(Entries pointing to named objects)

....

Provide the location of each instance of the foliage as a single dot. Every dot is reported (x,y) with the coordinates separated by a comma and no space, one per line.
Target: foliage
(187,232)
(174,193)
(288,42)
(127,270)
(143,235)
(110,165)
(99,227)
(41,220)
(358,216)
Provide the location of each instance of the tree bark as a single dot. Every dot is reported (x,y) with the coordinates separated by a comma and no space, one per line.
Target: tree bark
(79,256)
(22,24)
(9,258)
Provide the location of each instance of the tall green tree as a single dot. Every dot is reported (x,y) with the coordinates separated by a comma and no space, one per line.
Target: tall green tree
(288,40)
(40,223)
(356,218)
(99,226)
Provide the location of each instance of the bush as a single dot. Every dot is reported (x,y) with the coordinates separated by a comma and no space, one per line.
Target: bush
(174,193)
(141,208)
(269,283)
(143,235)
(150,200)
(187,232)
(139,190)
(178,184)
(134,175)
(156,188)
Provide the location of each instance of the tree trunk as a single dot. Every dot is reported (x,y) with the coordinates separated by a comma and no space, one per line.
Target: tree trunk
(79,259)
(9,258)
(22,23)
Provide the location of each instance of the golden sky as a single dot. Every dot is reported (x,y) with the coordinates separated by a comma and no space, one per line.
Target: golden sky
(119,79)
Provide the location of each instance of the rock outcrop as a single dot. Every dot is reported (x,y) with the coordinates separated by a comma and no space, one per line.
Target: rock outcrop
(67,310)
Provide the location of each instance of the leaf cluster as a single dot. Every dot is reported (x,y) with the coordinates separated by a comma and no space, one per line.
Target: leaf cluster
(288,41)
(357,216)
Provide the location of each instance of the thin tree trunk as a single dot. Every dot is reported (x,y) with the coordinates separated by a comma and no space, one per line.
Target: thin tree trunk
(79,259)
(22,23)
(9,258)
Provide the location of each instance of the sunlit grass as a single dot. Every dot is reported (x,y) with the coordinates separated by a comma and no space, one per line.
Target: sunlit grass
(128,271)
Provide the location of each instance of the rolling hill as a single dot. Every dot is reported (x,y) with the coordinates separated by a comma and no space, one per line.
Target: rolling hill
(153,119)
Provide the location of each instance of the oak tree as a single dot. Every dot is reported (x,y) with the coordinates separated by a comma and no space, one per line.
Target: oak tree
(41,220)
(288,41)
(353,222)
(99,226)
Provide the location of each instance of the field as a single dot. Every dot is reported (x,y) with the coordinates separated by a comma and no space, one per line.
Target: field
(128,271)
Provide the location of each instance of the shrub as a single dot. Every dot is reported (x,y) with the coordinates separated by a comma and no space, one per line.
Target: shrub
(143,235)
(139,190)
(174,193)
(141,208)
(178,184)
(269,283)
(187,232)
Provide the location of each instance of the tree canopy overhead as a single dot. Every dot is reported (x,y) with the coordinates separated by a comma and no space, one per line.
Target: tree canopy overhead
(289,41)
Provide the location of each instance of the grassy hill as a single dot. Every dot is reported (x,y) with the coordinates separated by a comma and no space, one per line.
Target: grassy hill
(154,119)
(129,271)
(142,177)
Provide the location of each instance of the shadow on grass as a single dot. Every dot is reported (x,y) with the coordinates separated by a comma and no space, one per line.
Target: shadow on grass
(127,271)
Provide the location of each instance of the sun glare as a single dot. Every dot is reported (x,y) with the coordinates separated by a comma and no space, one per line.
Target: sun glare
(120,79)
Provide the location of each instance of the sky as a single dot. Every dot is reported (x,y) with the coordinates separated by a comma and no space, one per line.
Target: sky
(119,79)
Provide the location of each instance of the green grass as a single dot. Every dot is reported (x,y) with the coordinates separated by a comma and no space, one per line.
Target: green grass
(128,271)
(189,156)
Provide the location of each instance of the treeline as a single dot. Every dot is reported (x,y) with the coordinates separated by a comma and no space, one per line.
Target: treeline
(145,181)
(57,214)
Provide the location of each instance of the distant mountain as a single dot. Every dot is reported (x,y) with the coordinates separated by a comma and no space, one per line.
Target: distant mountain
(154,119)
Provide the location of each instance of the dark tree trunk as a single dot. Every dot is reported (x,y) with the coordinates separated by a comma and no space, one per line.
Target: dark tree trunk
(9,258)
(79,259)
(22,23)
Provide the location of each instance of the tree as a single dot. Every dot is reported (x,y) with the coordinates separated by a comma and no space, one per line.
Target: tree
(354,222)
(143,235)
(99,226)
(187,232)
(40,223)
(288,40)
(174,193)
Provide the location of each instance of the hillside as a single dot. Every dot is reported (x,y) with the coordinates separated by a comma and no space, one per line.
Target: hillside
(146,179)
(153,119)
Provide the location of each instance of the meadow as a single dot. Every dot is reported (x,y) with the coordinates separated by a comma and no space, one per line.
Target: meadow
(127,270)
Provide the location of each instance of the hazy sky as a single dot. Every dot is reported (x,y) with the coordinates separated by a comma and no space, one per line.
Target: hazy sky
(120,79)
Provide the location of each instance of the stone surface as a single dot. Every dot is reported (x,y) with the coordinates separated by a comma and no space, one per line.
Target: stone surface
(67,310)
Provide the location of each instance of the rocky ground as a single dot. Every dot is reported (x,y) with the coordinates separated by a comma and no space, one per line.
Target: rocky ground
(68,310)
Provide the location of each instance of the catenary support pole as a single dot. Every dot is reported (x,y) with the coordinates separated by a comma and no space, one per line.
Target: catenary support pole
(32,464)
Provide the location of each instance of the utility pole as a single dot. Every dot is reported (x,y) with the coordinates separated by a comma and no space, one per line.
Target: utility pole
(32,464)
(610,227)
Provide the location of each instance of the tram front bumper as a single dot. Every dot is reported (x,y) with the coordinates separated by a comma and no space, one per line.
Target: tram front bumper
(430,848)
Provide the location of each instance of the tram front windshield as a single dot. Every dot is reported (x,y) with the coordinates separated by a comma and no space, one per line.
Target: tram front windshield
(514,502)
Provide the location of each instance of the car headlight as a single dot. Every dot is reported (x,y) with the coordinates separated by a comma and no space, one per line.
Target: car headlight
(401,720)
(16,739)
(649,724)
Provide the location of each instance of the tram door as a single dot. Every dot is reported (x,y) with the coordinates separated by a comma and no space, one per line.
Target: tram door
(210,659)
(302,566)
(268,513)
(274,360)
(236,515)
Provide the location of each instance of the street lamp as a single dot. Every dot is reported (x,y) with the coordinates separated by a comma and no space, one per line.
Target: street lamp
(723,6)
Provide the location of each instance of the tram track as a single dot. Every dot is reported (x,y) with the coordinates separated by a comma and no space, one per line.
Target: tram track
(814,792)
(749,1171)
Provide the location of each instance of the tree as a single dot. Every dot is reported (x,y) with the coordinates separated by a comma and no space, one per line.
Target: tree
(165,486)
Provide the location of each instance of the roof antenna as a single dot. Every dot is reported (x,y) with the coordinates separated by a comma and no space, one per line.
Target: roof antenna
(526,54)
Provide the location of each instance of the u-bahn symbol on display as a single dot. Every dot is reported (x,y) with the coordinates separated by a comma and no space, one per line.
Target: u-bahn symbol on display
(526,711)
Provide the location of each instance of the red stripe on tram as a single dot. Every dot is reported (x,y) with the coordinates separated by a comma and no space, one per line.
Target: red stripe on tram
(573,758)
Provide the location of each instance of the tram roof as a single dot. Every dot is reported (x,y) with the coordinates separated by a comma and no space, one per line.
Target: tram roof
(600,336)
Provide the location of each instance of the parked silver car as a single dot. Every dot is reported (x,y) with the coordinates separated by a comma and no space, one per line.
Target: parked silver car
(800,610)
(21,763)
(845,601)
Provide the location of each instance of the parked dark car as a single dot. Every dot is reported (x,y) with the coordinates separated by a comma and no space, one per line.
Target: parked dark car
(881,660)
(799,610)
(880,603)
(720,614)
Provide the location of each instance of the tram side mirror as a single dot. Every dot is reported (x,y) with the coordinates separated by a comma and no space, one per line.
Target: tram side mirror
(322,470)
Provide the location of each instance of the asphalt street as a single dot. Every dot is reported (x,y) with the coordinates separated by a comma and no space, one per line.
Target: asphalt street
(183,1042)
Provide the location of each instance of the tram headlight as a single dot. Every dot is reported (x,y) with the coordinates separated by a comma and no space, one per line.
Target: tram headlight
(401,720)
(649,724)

....

• _INSTRUCTIONS TO FOLLOW_: Can you quote word for word every line from the one containing "Provide the location of each instance of the asphalt" through the end of the records?

• _TASK RESPONSE_:
Provide the location of each instance of the asphalt street as a single dot. Every dot is reported (x,y) with the coordinates separated by a comma and no space, one per line.
Target: asphalt street
(183,1042)
Provide the location of each instance of the tram headlight as a single dot. Every dot is reported (x,y) with the coordinates separated by a comma and no space, one per line.
Target: tram headlight
(401,720)
(649,724)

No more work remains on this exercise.